* _Required action_
Across the records that follow, give the number of lines containing the word "sign" and nothing else.

* _Exercise data_
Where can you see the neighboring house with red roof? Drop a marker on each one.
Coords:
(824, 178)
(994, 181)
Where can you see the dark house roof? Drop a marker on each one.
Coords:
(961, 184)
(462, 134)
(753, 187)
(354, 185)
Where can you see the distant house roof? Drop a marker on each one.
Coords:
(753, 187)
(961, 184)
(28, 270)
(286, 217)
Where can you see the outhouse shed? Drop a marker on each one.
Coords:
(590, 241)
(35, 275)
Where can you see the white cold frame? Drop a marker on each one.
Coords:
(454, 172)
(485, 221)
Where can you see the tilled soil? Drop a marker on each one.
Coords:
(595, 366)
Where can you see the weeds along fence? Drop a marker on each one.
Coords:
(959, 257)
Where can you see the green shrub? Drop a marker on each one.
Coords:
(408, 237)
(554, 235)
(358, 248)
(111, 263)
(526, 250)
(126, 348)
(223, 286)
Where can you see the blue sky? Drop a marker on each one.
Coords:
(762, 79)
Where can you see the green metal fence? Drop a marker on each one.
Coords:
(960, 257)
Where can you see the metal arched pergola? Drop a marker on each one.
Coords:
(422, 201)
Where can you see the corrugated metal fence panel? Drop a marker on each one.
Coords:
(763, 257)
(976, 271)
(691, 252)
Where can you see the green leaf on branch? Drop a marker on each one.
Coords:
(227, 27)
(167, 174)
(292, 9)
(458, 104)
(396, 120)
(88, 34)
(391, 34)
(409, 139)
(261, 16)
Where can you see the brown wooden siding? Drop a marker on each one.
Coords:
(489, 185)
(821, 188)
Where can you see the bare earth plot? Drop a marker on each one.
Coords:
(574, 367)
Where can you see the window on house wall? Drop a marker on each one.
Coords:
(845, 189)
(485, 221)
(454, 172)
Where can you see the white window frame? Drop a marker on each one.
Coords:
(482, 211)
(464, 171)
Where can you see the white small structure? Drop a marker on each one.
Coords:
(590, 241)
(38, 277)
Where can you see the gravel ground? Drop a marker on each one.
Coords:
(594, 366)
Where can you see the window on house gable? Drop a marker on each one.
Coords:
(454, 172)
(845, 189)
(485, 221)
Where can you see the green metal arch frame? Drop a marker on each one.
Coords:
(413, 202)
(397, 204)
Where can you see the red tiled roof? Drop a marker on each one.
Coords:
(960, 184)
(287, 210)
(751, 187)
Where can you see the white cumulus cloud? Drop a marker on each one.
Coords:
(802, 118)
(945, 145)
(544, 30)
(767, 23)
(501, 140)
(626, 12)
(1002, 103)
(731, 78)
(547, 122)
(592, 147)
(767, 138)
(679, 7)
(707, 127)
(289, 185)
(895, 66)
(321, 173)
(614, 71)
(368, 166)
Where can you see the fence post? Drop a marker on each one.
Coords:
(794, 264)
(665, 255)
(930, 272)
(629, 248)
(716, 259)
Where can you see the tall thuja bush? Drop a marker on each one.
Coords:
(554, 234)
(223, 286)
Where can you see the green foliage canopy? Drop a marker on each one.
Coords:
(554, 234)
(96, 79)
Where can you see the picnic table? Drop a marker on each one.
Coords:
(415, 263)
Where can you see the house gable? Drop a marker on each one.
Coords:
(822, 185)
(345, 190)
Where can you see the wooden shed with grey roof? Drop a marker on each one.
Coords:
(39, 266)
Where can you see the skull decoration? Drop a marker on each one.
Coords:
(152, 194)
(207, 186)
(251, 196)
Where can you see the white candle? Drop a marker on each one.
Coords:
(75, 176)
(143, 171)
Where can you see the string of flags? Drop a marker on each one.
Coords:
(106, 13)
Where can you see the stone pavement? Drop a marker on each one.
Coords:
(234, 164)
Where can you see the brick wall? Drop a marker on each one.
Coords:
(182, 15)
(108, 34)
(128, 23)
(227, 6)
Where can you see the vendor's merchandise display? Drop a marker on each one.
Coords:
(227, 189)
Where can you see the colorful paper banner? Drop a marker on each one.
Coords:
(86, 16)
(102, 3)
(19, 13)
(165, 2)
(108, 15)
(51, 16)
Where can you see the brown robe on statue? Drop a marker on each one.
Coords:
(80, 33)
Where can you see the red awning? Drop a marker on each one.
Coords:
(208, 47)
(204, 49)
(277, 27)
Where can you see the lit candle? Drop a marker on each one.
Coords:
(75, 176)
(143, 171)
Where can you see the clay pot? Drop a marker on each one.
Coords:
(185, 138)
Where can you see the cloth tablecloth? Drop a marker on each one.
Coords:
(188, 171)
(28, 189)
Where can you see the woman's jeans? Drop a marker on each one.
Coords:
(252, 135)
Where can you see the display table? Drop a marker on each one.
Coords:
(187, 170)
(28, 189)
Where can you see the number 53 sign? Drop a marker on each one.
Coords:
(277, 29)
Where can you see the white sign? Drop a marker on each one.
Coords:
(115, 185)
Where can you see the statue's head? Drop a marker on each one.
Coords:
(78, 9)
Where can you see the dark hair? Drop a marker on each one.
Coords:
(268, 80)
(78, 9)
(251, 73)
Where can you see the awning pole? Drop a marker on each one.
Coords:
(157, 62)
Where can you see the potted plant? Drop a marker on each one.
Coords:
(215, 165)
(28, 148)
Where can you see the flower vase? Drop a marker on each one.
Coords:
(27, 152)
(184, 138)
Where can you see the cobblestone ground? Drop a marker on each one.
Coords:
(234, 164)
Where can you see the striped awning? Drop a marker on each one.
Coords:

* _Task output_
2